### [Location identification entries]
** Begin **

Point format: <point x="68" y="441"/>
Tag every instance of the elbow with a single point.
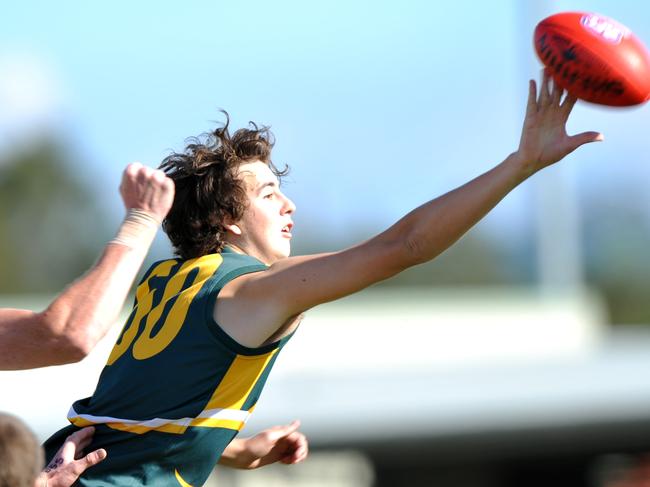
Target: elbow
<point x="414" y="251"/>
<point x="77" y="348"/>
<point x="69" y="342"/>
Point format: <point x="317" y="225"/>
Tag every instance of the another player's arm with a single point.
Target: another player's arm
<point x="296" y="284"/>
<point x="80" y="316"/>
<point x="284" y="444"/>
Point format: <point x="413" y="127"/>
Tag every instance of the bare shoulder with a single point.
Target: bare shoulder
<point x="252" y="307"/>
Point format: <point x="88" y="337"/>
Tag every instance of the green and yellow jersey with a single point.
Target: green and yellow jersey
<point x="176" y="388"/>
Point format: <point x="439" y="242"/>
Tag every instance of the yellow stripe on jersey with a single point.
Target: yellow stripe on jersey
<point x="180" y="479"/>
<point x="236" y="385"/>
<point x="214" y="418"/>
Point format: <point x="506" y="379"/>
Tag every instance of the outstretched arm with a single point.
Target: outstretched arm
<point x="296" y="284"/>
<point x="80" y="316"/>
<point x="284" y="444"/>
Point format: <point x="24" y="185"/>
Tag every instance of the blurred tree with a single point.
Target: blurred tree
<point x="50" y="222"/>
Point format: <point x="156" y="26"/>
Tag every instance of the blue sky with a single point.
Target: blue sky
<point x="376" y="106"/>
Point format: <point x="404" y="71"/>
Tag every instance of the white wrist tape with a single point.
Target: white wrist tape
<point x="137" y="230"/>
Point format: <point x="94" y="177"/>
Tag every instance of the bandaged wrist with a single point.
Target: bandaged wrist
<point x="137" y="230"/>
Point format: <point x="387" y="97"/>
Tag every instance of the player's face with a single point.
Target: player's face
<point x="266" y="224"/>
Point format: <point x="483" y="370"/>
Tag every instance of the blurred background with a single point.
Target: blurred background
<point x="521" y="356"/>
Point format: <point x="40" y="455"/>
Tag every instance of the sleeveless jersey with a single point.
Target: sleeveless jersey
<point x="176" y="388"/>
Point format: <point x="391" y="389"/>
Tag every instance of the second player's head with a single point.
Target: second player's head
<point x="227" y="192"/>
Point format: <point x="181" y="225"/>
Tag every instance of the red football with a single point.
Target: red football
<point x="594" y="58"/>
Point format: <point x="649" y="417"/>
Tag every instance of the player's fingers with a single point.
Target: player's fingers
<point x="584" y="138"/>
<point x="277" y="432"/>
<point x="556" y="95"/>
<point x="568" y="104"/>
<point x="531" y="106"/>
<point x="543" y="90"/>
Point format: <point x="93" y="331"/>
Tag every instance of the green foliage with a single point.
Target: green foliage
<point x="50" y="224"/>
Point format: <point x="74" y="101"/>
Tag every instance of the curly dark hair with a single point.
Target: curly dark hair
<point x="208" y="189"/>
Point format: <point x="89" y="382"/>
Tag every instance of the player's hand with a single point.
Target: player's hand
<point x="69" y="462"/>
<point x="284" y="444"/>
<point x="544" y="140"/>
<point x="147" y="189"/>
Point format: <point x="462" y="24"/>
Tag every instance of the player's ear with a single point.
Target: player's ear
<point x="233" y="228"/>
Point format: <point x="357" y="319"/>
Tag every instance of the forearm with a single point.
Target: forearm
<point x="81" y="315"/>
<point x="235" y="455"/>
<point x="86" y="309"/>
<point x="433" y="227"/>
<point x="76" y="320"/>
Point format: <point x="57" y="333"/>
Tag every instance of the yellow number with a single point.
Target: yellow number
<point x="145" y="345"/>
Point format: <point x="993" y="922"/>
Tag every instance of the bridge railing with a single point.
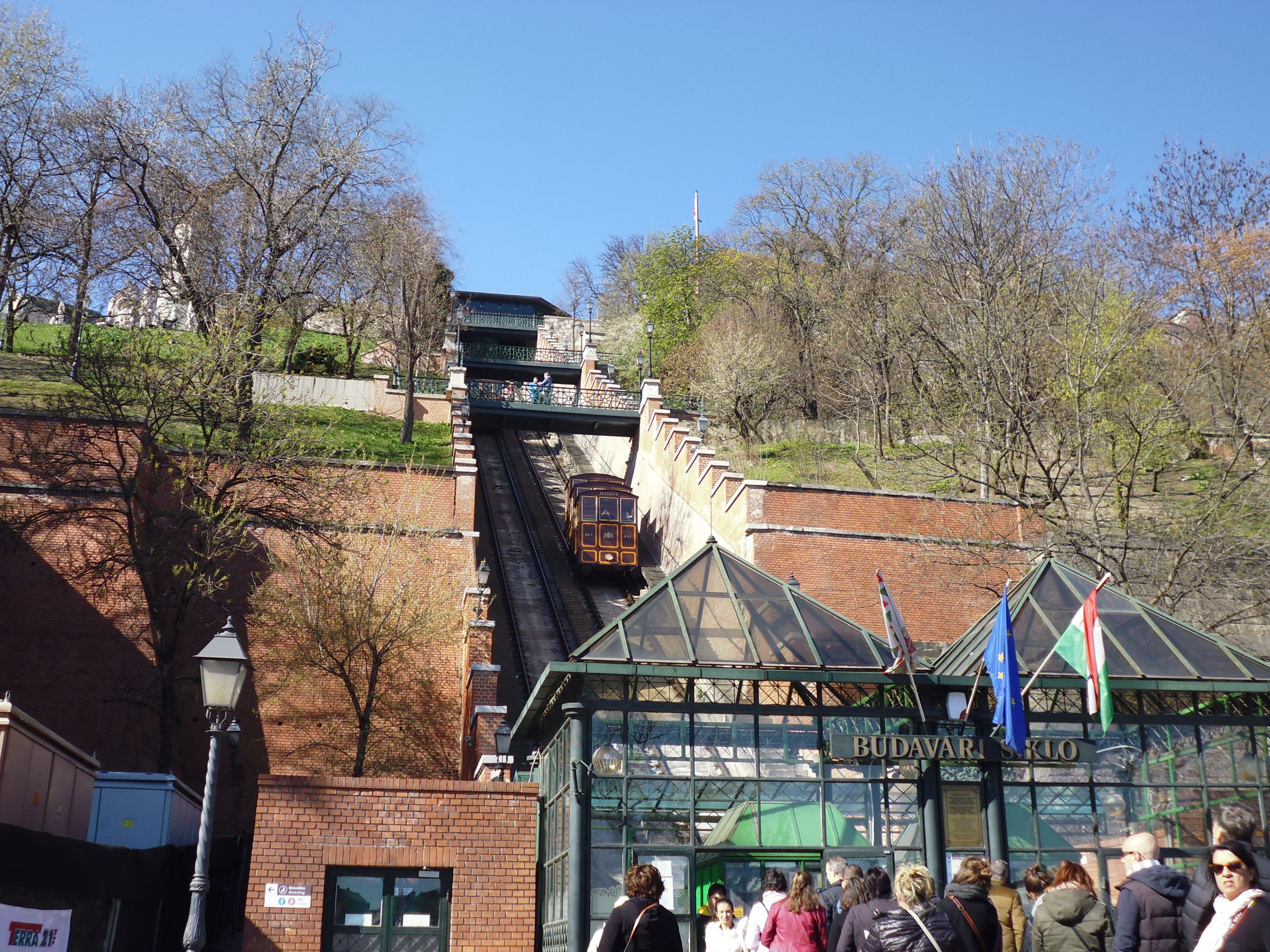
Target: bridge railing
<point x="508" y="353"/>
<point x="422" y="385"/>
<point x="555" y="395"/>
<point x="493" y="319"/>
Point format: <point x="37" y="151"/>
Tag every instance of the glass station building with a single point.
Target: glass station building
<point x="727" y="723"/>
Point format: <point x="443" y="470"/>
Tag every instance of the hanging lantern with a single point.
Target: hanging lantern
<point x="607" y="761"/>
<point x="1114" y="805"/>
<point x="1246" y="769"/>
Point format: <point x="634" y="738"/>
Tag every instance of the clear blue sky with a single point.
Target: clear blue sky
<point x="547" y="128"/>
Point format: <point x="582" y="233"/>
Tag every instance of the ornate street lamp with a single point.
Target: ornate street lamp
<point x="223" y="671"/>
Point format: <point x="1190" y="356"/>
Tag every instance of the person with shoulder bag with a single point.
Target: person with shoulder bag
<point x="797" y="923"/>
<point x="1241" y="911"/>
<point x="915" y="924"/>
<point x="1070" y="918"/>
<point x="968" y="907"/>
<point x="642" y="923"/>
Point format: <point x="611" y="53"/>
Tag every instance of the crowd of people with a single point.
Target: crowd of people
<point x="1222" y="908"/>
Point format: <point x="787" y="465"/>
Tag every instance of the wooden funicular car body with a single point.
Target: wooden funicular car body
<point x="602" y="523"/>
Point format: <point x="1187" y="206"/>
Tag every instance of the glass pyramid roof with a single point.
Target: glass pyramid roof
<point x="718" y="610"/>
<point x="1141" y="640"/>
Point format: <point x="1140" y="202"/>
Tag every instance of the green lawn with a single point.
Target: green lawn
<point x="354" y="435"/>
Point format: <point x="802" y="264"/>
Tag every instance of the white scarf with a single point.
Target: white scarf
<point x="1223" y="915"/>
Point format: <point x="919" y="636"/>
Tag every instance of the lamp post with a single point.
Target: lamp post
<point x="223" y="669"/>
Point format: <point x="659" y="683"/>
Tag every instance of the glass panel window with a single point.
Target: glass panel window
<point x="854" y="814"/>
<point x="790" y="815"/>
<point x="359" y="900"/>
<point x="1229" y="756"/>
<point x="1171" y="756"/>
<point x="789" y="746"/>
<point x="653" y="631"/>
<point x="1064" y="813"/>
<point x="711" y="616"/>
<point x="607" y="880"/>
<point x="727" y="813"/>
<point x="903" y="824"/>
<point x="841" y="645"/>
<point x="417" y="902"/>
<point x="606" y="812"/>
<point x="658" y="812"/>
<point x="658" y="744"/>
<point x="724" y="746"/>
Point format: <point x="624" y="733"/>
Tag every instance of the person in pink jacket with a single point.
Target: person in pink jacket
<point x="798" y="923"/>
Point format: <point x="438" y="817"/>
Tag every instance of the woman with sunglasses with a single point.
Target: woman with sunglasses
<point x="1241" y="916"/>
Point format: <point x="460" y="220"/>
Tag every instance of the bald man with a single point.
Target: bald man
<point x="1150" y="916"/>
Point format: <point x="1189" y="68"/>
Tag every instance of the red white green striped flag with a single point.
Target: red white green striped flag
<point x="1081" y="647"/>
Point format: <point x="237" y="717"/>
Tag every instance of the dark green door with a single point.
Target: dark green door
<point x="387" y="911"/>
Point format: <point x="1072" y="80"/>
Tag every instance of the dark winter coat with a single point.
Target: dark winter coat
<point x="830" y="899"/>
<point x="1253" y="932"/>
<point x="1070" y="921"/>
<point x="1150" y="915"/>
<point x="895" y="931"/>
<point x="858" y="921"/>
<point x="658" y="931"/>
<point x="795" y="932"/>
<point x="1199" y="902"/>
<point x="985" y="934"/>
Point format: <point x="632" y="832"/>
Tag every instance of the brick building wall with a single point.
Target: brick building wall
<point x="306" y="824"/>
<point x="77" y="658"/>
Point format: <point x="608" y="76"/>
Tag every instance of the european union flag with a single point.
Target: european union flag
<point x="1003" y="666"/>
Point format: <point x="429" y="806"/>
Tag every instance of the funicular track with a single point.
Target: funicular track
<point x="550" y="608"/>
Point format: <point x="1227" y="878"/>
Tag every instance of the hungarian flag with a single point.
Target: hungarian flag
<point x="1081" y="647"/>
<point x="901" y="645"/>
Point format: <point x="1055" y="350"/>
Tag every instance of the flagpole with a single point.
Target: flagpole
<point x="1097" y="588"/>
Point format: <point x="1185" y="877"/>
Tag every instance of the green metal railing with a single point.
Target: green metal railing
<point x="422" y="385"/>
<point x="555" y="395"/>
<point x="507" y="353"/>
<point x="488" y="319"/>
<point x="684" y="404"/>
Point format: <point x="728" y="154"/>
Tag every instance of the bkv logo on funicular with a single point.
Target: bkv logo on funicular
<point x="944" y="747"/>
<point x="32" y="936"/>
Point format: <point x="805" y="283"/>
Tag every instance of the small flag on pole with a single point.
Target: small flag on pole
<point x="1081" y="647"/>
<point x="901" y="645"/>
<point x="1001" y="663"/>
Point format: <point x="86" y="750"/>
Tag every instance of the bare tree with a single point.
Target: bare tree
<point x="37" y="75"/>
<point x="413" y="285"/>
<point x="356" y="625"/>
<point x="166" y="490"/>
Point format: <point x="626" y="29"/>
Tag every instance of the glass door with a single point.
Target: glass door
<point x="387" y="911"/>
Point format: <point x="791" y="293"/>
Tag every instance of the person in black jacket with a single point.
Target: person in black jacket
<point x="967" y="905"/>
<point x="1150" y="915"/>
<point x="859" y="919"/>
<point x="901" y="930"/>
<point x="1231" y="822"/>
<point x="642" y="923"/>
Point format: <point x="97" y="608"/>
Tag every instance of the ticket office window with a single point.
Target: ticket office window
<point x="387" y="911"/>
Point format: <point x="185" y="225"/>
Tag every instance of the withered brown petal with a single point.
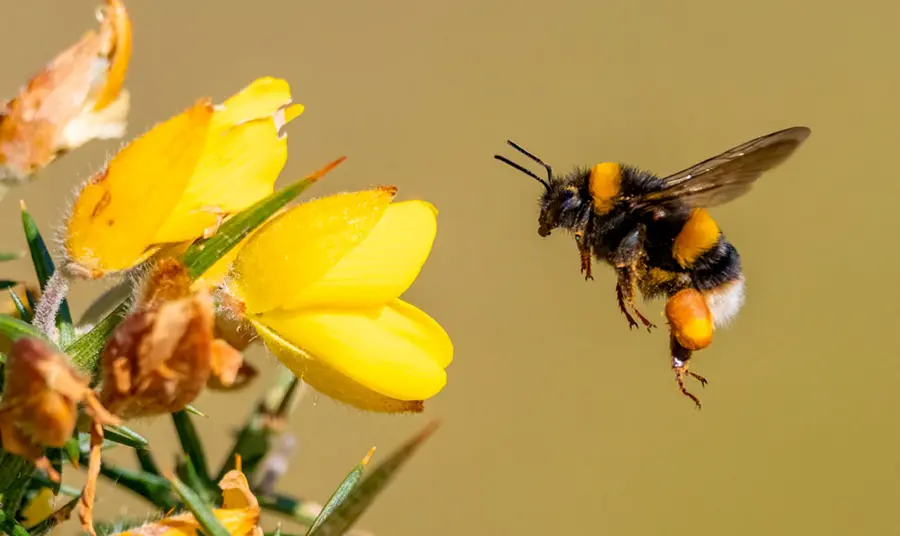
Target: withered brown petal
<point x="159" y="358"/>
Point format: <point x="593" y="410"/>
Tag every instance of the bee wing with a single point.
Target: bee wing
<point x="727" y="176"/>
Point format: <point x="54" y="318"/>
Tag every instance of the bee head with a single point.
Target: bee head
<point x="552" y="199"/>
<point x="561" y="203"/>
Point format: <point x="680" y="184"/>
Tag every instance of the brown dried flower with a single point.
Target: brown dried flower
<point x="77" y="97"/>
<point x="162" y="355"/>
<point x="40" y="398"/>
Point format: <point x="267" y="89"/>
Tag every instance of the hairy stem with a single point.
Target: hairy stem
<point x="51" y="300"/>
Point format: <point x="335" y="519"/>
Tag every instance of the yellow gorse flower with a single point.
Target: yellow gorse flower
<point x="239" y="514"/>
<point x="178" y="181"/>
<point x="321" y="285"/>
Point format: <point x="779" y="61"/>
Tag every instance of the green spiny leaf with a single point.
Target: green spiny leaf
<point x="12" y="328"/>
<point x="124" y="436"/>
<point x="192" y="446"/>
<point x="146" y="461"/>
<point x="202" y="512"/>
<point x="9" y="525"/>
<point x="85" y="352"/>
<point x="341" y="493"/>
<point x="201" y="256"/>
<point x="55" y="457"/>
<point x="154" y="488"/>
<point x="72" y="449"/>
<point x="297" y="509"/>
<point x="44" y="268"/>
<point x="255" y="438"/>
<point x="23" y="311"/>
<point x="347" y="512"/>
<point x="56" y="518"/>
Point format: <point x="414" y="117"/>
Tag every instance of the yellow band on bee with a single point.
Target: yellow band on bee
<point x="605" y="183"/>
<point x="698" y="235"/>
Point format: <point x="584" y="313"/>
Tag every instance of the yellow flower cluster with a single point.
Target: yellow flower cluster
<point x="320" y="282"/>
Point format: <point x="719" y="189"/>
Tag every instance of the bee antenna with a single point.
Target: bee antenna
<point x="531" y="156"/>
<point x="523" y="170"/>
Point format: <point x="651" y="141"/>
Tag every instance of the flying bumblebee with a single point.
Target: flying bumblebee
<point x="657" y="235"/>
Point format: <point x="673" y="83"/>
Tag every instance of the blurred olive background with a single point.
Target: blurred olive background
<point x="557" y="418"/>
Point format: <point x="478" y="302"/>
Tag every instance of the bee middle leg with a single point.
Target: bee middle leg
<point x="585" y="252"/>
<point x="625" y="259"/>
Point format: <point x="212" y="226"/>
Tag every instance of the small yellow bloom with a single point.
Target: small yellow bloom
<point x="39" y="508"/>
<point x="239" y="514"/>
<point x="179" y="180"/>
<point x="321" y="284"/>
<point x="77" y="97"/>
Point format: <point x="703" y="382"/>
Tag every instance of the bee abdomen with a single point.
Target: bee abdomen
<point x="717" y="275"/>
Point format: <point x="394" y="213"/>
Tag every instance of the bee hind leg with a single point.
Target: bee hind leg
<point x="680" y="360"/>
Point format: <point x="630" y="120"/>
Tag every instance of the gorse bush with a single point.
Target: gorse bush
<point x="208" y="258"/>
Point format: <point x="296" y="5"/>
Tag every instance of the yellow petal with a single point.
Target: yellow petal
<point x="243" y="157"/>
<point x="396" y="350"/>
<point x="259" y="99"/>
<point x="297" y="248"/>
<point x="119" y="211"/>
<point x="331" y="383"/>
<point x="380" y="268"/>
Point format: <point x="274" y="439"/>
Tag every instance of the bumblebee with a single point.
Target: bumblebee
<point x="657" y="235"/>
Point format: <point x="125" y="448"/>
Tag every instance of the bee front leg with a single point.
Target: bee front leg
<point x="625" y="259"/>
<point x="584" y="249"/>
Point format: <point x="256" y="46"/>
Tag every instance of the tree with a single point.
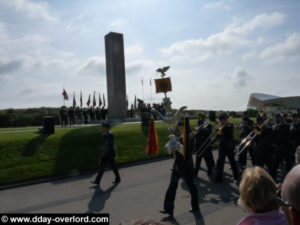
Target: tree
<point x="212" y="116"/>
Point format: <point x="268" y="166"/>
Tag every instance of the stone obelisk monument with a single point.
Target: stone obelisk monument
<point x="115" y="74"/>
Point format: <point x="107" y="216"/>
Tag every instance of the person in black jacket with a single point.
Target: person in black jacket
<point x="282" y="150"/>
<point x="181" y="168"/>
<point x="245" y="128"/>
<point x="226" y="148"/>
<point x="108" y="155"/>
<point x="263" y="145"/>
<point x="202" y="139"/>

** End **

### [Required work]
Select every line of the material above that holds the string "antenna", and copy each one out. Case counts.

### [Reply to the exercise]
Tag every instance of the bee antenna with a single point.
Target: bee antenna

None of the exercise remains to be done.